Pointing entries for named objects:
⁂

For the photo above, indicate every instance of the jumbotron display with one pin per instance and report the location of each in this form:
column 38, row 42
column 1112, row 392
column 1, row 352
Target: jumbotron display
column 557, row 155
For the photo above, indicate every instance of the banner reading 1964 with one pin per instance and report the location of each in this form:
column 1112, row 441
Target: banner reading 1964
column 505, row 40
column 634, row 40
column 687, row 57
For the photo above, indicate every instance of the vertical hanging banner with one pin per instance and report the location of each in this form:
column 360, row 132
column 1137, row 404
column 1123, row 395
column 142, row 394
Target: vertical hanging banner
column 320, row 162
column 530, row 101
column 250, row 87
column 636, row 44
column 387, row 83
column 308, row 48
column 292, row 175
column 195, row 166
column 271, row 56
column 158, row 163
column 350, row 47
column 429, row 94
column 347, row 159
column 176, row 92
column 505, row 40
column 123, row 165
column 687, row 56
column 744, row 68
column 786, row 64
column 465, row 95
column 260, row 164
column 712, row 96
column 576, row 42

⁂

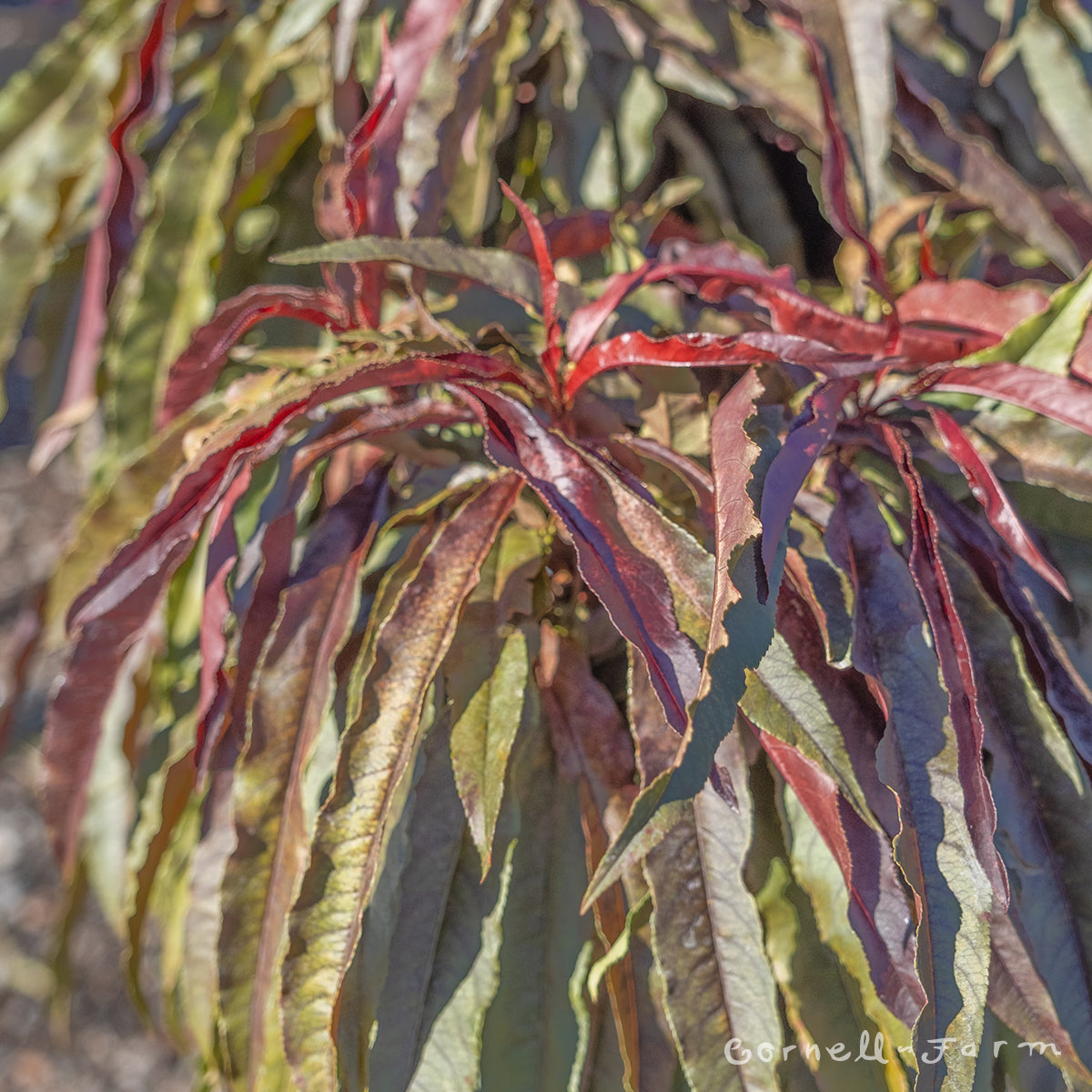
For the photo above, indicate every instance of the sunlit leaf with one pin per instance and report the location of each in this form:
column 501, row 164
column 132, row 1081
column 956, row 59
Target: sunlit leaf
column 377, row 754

⁂

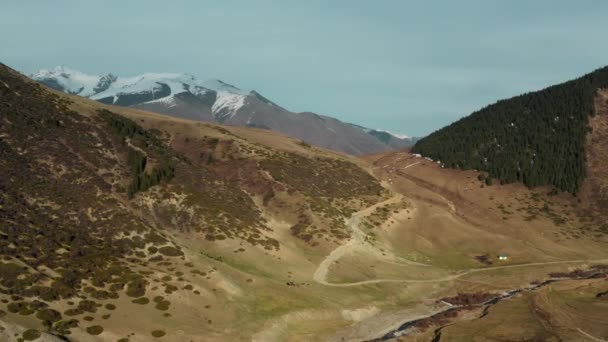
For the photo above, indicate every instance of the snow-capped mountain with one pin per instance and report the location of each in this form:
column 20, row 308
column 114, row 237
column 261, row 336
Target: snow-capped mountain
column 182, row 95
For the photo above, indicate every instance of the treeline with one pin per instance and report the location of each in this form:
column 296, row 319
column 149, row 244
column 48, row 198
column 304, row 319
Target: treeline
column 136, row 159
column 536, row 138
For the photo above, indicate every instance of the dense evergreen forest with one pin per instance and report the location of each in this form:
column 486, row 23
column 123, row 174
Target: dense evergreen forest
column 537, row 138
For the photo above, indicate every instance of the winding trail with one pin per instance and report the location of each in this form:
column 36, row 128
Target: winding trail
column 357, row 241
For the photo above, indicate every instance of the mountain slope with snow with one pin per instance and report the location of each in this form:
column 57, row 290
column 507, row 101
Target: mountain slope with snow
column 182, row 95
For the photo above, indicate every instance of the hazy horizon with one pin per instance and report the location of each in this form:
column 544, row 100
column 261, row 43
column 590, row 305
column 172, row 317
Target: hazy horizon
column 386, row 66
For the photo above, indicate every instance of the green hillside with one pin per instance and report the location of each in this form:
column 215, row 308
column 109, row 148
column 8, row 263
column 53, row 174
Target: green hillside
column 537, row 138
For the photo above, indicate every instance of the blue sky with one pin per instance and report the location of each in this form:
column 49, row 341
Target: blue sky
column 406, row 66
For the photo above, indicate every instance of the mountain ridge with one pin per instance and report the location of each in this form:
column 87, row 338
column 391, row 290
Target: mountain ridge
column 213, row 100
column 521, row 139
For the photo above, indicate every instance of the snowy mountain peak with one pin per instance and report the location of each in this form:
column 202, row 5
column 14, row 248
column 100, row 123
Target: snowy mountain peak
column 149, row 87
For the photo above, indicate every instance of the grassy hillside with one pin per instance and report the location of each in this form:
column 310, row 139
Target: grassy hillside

⁂

Set problem —
Can you set down, word for word, the rows that begin at the line containing "For the photo above, indicate every instance of the jumbotron" and stop after the line containing "column 557, row 155"?

Response —
For the photo above, indicate every instance of the jumbotron display with one pin per instance and report the location of each in this form:
column 38, row 42
column 1112, row 392
column 1, row 352
Target: jumbotron display
column 557, row 155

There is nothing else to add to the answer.